[Labeled-object pointing entries]
--- START ---

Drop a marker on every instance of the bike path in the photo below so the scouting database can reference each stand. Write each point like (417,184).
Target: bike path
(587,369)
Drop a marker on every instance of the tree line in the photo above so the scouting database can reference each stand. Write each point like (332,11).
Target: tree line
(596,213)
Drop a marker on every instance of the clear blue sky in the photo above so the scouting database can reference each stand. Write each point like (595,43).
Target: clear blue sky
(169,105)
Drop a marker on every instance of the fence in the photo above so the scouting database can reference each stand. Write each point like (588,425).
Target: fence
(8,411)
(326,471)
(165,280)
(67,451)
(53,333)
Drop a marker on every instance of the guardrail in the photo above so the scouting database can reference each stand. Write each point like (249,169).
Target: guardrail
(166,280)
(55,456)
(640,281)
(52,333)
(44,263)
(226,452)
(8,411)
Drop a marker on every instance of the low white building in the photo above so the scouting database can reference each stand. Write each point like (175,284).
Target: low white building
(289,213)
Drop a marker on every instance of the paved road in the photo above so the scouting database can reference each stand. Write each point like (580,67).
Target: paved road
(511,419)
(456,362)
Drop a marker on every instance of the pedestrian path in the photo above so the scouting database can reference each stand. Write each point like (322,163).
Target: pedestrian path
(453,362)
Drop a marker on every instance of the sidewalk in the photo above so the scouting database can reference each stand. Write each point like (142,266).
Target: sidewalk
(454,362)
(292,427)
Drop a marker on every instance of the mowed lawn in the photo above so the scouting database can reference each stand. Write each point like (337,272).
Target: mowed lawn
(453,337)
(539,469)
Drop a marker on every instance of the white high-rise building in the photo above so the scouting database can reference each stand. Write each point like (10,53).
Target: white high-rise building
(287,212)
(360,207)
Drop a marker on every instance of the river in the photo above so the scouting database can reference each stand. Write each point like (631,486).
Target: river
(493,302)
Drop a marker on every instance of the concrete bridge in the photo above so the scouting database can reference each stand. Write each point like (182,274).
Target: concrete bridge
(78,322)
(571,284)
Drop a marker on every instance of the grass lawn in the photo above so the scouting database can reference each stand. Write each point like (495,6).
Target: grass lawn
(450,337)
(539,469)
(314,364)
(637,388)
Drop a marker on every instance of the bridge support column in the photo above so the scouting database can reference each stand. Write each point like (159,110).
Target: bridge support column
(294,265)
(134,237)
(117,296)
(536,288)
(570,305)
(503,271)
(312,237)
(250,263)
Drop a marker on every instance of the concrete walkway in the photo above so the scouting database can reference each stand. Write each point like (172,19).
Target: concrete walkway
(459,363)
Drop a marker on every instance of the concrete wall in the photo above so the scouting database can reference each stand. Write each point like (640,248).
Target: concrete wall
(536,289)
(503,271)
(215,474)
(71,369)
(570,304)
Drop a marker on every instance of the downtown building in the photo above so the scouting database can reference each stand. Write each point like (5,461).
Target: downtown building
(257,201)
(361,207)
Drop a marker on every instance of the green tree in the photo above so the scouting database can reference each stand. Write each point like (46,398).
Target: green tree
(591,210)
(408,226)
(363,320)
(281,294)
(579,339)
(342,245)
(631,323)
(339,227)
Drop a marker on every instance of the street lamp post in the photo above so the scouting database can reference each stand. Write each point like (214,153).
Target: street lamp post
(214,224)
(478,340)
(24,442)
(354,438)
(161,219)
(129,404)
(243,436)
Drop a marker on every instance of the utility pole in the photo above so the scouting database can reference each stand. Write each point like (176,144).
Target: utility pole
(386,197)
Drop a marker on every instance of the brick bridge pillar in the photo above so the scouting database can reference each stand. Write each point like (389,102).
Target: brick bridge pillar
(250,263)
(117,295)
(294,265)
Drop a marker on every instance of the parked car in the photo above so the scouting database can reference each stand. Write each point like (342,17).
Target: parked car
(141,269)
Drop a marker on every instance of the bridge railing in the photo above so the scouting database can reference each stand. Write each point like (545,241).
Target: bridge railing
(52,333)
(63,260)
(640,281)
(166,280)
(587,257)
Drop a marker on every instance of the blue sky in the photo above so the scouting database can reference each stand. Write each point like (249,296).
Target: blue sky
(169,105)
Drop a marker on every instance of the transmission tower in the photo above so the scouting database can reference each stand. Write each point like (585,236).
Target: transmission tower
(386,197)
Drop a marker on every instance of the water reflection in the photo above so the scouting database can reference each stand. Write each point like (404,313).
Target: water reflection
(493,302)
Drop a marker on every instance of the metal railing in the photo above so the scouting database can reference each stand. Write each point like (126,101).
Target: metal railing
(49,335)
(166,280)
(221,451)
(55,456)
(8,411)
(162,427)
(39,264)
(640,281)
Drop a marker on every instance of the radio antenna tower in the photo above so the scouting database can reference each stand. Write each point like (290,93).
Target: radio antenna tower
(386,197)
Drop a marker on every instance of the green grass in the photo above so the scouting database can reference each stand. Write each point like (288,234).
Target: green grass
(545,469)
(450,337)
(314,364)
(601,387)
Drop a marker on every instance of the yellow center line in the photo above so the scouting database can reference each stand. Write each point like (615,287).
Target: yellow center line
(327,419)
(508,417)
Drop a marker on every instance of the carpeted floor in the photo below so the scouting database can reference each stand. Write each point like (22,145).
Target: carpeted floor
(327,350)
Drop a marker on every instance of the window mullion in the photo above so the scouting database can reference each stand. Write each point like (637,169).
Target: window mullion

--- END ---

== Work required ==
Output exactly the lines between the one containing "Drop a marker on every instance of the water" and the final line above, both inclusive.

== Task output ==
Drop a marker on every instance of the water reflection in the photo above so the scouting database can reference each stand. Write each point like (404,313).
Target: water reflection
(493,302)
Drop a marker on every instance of the metal railing in the photo above so the scouting database can reference each stand. Write each point like (126,101).
Target: metal railing
(49,335)
(166,280)
(221,451)
(55,456)
(8,411)
(162,427)
(39,264)
(640,281)
Drop a marker on every instance of the radio antenna tower in the photo above so the scouting database can reference each stand. Write each point like (290,93).
Target: radio antenna tower
(386,197)
Drop a marker on every instance of the green grass in the photo above so the scouting database can reference each stand. Write each point like (288,234).
Target: green grass
(545,469)
(450,337)
(314,364)
(601,387)
Drop a marker on every instance of the yellow center line in the photo above so the scouting database can reference each stand. Write each point like (615,287).
Target: yellow center line
(327,419)
(508,417)
Drop a marker on every instance of the carpeted floor in the photo below so the scouting database can reference each stand. Write each point like (22,145).
Target: carpeted floor
(327,350)
Drop a marker on every instance of the window mullion in the photo above so the scouting database can reference each stand. Write each point like (637,169).
Target: window mullion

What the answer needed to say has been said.